Alıntı

• https://www.facebook.com/kahan.onur.arslan
  • https://api.whatsapp.com/send?phone=+905555979292
  • https://www.twitter.com/kahanonurarslan
  • https://www.instagram.com/kahanonurarslan
  • https://www.youtube.com/@kahanonurarslan

Bildiri Meselesi ve "İmzacı Akademisyenler" Üzerine...


Şimdi bu "akademisyenlerin imzaladığı bildiri" meselesine gelirsek…

Zaten o bildirinin içeriğine ve bildirideki tek yanlılığa, taassuba karşı söylenebilecek her şey söylenmiştir herhalde. Gerek nefret söylemiyle, gerekse eleştirel bir bakış açısıyla bir şekilde herkes bir şeyler söyledi zaten bu bildirinin içeriğine… Şimdi anlamayanlar ve anlamayacaklar için açıkça da yazmak istiyorum, (malum burası Türkiye çünkü) ben bu bildirinin tek bir kelimesini bile desteklemiyorum ve reddediyorum. Ancak; şiddete bulaşmamış, silaha sarılmamış, sadece söz söylemiş veya yazı yazmış insanlara karşı bir linç kampanyası başlatılmasını da aynı şekilde desteklemiyor, reddediyorum.

Sunulan Malzeme
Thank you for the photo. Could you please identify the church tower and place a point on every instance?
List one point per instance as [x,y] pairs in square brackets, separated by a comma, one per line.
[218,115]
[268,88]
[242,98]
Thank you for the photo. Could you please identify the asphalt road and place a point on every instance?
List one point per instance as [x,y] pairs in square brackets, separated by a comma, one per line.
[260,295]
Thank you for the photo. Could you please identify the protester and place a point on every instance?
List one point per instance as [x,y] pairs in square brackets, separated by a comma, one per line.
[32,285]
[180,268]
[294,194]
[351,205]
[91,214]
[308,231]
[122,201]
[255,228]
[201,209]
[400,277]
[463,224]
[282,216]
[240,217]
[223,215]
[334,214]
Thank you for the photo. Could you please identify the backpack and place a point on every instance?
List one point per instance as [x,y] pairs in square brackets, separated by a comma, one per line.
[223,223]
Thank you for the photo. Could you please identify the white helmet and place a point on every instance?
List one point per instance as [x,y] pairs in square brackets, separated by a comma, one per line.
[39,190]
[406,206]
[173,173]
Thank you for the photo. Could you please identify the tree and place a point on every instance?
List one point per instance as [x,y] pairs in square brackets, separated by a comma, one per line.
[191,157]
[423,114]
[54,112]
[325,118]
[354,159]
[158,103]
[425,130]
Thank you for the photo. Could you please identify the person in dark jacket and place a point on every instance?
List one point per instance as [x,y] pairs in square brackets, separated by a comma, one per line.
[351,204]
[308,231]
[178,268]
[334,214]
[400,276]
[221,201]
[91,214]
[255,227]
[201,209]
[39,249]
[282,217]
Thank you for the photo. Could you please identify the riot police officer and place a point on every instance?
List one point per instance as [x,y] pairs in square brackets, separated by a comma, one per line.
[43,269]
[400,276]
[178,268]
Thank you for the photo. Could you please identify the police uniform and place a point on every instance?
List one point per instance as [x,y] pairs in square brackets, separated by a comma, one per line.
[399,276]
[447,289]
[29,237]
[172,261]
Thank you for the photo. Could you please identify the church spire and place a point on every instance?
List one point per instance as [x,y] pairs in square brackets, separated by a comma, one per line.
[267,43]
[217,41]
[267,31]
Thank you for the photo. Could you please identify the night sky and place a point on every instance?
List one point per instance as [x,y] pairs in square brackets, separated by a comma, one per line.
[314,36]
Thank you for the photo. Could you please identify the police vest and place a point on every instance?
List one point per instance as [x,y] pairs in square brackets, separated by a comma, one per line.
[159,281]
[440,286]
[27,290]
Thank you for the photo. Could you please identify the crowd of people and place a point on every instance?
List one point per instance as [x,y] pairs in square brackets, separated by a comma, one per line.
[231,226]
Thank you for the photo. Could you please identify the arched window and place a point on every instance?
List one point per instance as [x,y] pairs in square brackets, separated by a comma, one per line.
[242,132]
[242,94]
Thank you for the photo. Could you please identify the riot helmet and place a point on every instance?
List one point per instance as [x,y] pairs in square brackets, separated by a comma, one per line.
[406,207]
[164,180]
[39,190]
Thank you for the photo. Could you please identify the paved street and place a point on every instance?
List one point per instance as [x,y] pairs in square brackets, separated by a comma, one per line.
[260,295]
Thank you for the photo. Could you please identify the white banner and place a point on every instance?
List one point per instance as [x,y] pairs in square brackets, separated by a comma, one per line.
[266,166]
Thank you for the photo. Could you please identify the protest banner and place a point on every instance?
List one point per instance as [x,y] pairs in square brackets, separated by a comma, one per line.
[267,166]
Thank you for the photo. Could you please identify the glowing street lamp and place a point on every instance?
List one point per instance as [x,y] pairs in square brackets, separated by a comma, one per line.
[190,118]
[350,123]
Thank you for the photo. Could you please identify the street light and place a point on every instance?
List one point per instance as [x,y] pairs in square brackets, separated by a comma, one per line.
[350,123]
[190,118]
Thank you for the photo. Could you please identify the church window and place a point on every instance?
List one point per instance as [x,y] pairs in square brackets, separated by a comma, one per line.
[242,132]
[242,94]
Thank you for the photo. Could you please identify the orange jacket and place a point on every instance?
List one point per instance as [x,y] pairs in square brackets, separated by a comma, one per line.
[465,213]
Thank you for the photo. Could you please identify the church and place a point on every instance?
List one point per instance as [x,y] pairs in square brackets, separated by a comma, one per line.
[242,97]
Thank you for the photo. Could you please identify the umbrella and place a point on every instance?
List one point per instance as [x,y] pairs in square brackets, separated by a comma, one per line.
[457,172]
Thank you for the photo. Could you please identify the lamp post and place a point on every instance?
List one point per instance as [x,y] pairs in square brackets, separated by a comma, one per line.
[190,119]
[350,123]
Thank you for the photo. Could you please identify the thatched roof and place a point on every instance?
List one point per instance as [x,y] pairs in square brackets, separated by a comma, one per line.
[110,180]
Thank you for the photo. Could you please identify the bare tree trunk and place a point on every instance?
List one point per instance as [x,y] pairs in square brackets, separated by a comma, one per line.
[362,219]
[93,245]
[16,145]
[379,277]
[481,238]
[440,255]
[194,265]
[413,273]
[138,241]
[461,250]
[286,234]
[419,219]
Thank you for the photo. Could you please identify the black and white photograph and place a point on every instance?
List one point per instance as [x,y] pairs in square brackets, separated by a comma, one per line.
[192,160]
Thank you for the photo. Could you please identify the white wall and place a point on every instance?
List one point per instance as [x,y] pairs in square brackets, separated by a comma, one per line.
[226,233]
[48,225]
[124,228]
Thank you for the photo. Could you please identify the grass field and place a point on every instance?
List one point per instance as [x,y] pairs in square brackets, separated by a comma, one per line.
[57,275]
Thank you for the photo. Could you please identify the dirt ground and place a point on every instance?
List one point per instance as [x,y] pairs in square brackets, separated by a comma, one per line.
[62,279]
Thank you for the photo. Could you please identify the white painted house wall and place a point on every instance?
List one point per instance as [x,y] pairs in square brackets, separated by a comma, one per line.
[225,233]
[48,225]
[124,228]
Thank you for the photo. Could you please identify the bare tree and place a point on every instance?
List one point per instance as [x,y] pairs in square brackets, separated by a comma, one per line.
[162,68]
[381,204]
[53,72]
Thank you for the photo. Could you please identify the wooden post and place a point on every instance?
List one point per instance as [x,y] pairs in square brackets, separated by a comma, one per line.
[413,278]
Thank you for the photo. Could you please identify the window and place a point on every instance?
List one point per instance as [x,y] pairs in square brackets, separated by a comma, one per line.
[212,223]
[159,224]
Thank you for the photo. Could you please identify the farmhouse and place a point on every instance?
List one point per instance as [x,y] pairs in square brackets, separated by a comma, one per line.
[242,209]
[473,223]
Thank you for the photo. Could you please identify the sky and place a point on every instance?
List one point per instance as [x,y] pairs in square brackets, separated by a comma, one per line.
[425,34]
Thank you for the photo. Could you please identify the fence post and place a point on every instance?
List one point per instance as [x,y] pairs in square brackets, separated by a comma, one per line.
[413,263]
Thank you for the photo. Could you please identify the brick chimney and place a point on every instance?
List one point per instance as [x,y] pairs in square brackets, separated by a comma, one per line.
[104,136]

Verilen Görevler
• 1. Alıntının başındaki bağlantılarda adı geçen bütün sosyal medya ve mesajlaşma platformlarını sıralayın.
• 2. Alıntıda "Zaten o bildirinin" ifadesiyle başlayıp "şekilde desteklemiyor, reddediyorum." ifadesiyle biten kısmı, bu son ifadeyi de katarak aynen tekrarlayın.

Doğru Cevaplar
• 1. Facebook, WhatsApp, Twitter, Instagram, YouTube

• 2.
Zaten o bildirinin içeriğine ve bildirideki tek yanlılığa, taassuba karşı söylenebilecek her şey söylenmiştir herhalde. Gerek nefret söylemiyle, gerekse eleştirel bir bakış açısıyla bir şekilde herkes bir şeyler söyledi zaten bu bildirinin içeriğine… Şimdi anlamayanlar ve anlamayacaklar için açıkça da yazmak istiyorum, (malum burası Türkiye çünkü) ben bu bildirinin tek bir kelimesini bile desteklemiyorum ve reddediyorum. Ancak; şiddete bulaşmamış, silaha sarılmamış, sadece söz söylemiş veya yazı yazmış insanlara karşı bir linç kampanyası başlatılmasını da aynı şekilde desteklemiyor, reddediyorum.